<<<<

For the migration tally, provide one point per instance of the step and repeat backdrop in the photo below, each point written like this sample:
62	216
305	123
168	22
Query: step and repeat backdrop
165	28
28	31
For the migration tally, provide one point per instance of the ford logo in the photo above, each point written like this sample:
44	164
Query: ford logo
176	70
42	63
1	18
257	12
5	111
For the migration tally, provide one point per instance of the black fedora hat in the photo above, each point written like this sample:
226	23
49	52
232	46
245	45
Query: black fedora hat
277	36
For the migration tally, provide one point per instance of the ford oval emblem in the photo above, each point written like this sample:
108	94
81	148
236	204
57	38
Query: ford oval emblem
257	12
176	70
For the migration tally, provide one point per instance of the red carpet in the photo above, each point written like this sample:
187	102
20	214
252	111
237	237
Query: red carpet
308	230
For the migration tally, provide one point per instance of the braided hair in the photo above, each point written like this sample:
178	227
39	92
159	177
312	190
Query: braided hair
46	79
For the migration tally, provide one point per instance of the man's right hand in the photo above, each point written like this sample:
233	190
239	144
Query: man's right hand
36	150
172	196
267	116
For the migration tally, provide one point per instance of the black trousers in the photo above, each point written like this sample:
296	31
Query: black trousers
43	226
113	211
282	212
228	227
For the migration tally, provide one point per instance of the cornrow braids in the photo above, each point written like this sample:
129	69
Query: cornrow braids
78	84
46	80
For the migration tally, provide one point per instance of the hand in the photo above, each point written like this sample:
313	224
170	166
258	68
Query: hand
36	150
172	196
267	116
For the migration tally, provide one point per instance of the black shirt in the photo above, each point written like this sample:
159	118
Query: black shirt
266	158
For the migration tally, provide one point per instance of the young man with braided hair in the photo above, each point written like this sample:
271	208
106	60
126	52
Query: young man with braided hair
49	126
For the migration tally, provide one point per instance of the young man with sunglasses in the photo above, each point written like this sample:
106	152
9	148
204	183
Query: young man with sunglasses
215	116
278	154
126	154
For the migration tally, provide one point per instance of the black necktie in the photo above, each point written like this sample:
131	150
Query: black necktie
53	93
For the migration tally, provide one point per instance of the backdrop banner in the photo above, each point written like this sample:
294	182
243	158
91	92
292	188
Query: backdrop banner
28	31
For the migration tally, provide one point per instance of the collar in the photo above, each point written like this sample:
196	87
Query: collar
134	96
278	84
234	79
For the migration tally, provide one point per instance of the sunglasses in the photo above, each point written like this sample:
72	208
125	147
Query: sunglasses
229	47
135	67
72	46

>>>>

Repeat the listing above without any change.

#### RESPONSE TO THE TASK
For the migration tally, provide one point per instance of the step and repeat backdrop in the photo below, each point written like this sample:
62	216
305	123
168	22
Query: step and repeat backdrop
165	28
28	31
For the migration tally, provide one point per instance of the ford logo in the photo above, each point written like this sample:
44	164
Query: ford logo
176	70
42	63
1	18
257	12
5	111
For the migration tally, provide one point per instance of the black fedora hat in the photo above, each point written like this sample:
226	23
49	52
232	46
245	45
Query: black fedora hat
277	36
For the migration tally, provide one point per instance of the ford oval emblem in the photo above, each point written like this sample:
108	94
81	148
236	204
57	38
Query: ford oval emblem
257	12
176	70
For the migration tally, provide one point per instance of the red carpet in the photo above, each point written like this sample:
187	102
20	214
252	111
237	237
Query: red carpet
308	230
For the migration tally, provide one point per instance of the braided hair in the photo above, each point written like this sample:
178	227
39	92
159	177
312	190
Query: braided hair
46	79
For the migration tally, provide one point per instance of the man's right hand in the photo above, each point written like this sample:
233	190
239	144
Query: man's right hand
36	150
172	196
267	116
For the migration tally, provide one point per instance of the black trousers in the photo above, each point written like this sample:
296	31
Query: black trousers
43	226
113	211
282	212
228	227
For the migration tally, provide one point per instance of the cornrow braids in the photo above, each point written like this sample:
129	69
Query: cornrow braids
78	84
46	80
For the migration tally, provide one point per instance of the hand in the photo above, each point written like this sample:
313	224
170	166
258	68
Query: hand
36	150
172	196
267	116
For the migration tally, provide one point per instance of the black shirt in the photo above, each point written like this sample:
159	118
Query: black shirt
266	158
For the migration tally, provide one point per instance of the young man with braided hair in the photo above, each point written like this sample:
271	208
106	60
126	52
Query: young man with braided hair
49	126
For the migration tally, provide one point per instance of the young man with sunglasses in the photo above, each point written like this sample:
106	152
9	148
204	183
Query: young man with sunglasses
215	116
278	154
126	154
For the migration tally, provide one point per instance of the black necktie in the photo above, each point written like this sample:
131	150
Query: black necktie
53	93
For the migration tally, provide one point per instance of the backdrop banner in the photo above, each point written like this sample:
294	182
243	158
91	92
292	188
Query: backdrop banner
28	31
For the migration tally, provide one point per instance of the collar in the photo above, each point written like this sample:
196	87
Query: collar
134	96
278	84
234	79
For the migration tally, provide one point per instance of the sunglasses in the photo above, each point written like this sample:
72	208
125	147
Query: sunglasses
229	47
135	67
72	46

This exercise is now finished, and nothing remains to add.